> **Work item**
Go through the entries below and print, exactly, the lines starting at the one with "[locate] the player's hand" and ending at the one with "[locate] the dark", keeping both ends and no others.

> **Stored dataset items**
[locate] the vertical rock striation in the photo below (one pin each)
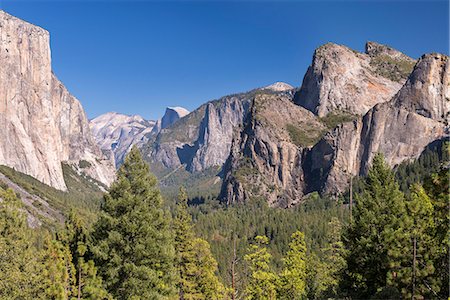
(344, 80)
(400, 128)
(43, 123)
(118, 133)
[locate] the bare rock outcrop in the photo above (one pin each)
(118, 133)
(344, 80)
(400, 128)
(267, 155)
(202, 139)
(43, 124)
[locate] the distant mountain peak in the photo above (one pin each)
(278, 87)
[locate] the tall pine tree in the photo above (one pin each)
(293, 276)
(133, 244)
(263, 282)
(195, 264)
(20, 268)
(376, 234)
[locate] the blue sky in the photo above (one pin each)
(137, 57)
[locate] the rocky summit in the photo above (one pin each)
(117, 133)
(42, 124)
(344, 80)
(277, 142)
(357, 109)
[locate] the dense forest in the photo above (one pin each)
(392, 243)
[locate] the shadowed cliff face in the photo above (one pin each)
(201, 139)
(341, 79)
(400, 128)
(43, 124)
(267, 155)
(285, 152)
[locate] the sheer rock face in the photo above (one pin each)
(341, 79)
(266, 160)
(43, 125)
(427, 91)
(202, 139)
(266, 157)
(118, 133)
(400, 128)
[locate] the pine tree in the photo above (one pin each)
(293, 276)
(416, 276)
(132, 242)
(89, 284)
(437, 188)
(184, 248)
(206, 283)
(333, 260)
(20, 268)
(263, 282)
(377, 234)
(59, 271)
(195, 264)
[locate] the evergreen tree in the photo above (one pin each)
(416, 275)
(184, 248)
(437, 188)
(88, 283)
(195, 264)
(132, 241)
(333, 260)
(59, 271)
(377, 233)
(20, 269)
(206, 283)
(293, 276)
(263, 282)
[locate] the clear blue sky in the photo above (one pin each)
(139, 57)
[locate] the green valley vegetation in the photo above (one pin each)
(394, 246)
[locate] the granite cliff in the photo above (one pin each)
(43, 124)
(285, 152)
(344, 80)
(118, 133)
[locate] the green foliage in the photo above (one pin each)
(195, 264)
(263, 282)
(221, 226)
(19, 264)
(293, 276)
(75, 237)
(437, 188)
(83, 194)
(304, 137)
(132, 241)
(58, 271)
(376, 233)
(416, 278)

--

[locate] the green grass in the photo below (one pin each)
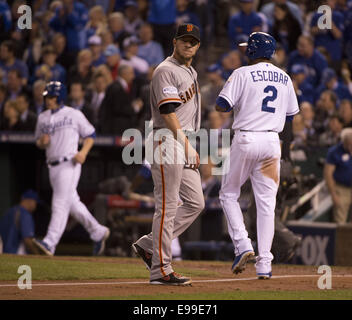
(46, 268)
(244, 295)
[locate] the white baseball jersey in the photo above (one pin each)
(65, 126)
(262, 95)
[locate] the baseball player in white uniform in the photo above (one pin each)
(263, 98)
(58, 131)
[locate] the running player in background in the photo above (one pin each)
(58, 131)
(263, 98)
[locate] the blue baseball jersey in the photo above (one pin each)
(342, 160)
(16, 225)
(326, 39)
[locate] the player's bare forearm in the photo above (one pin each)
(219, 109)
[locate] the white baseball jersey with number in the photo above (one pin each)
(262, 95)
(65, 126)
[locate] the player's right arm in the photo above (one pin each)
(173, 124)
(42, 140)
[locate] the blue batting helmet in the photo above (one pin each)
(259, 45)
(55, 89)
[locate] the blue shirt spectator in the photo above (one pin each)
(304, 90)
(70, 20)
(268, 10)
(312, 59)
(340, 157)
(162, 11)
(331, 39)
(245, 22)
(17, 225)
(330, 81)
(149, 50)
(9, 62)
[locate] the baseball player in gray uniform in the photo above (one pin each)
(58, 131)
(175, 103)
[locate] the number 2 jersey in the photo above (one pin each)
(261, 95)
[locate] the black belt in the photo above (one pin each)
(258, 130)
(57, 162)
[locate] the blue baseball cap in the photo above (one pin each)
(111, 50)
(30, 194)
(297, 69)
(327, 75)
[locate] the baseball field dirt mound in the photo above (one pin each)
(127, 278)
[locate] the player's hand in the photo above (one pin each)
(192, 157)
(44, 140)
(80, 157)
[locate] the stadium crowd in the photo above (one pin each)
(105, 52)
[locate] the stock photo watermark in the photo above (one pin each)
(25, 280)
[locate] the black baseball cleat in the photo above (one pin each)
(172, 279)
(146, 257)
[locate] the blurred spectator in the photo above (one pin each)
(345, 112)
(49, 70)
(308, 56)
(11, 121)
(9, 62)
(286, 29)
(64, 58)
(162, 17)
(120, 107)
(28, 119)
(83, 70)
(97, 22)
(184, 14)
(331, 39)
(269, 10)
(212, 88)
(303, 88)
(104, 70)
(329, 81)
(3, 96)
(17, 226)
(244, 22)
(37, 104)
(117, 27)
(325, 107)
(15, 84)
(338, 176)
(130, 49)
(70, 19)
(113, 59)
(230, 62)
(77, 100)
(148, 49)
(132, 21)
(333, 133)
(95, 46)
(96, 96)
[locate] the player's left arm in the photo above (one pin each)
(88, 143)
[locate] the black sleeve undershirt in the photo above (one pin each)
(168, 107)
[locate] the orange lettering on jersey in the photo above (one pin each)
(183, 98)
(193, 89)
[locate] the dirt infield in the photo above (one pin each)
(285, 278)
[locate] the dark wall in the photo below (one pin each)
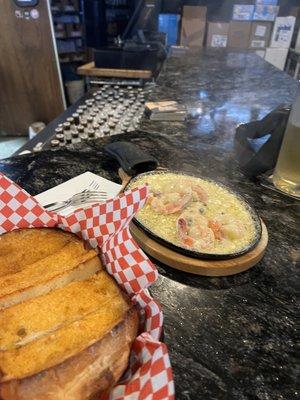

> **Solution to this problem**
[locate] the player's hand in the photo above (one pin each)
(192, 157)
(44, 140)
(80, 157)
[locate] the stadium crowd in the photo above (one pin each)
(105, 52)
[locate] the stock photo watermark in the photo above (one pin each)
(25, 280)
[locate] the black baseball cleat in the photo above (one pin each)
(172, 279)
(146, 257)
[locate] the blurred spectator in the photo above (one pin each)
(345, 112)
(49, 70)
(308, 56)
(11, 121)
(9, 62)
(286, 29)
(64, 58)
(162, 17)
(120, 107)
(28, 119)
(83, 70)
(97, 22)
(184, 14)
(331, 39)
(269, 10)
(212, 88)
(303, 88)
(104, 70)
(329, 81)
(3, 96)
(17, 226)
(244, 22)
(37, 104)
(117, 27)
(325, 107)
(15, 84)
(338, 176)
(130, 49)
(70, 19)
(113, 59)
(230, 62)
(77, 100)
(148, 49)
(132, 21)
(333, 133)
(95, 46)
(96, 96)
[locate] the player's left arm in the photo above (one pin each)
(88, 143)
[locate] the black sleeve undershirt in the photo above (one pin each)
(168, 107)
[locate] the orange lettering on jersey in the photo above (one pin each)
(183, 98)
(193, 89)
[locate] the dirt infield in the photo above (one pin each)
(285, 278)
[locate] the dark wall in the photo below (one pin each)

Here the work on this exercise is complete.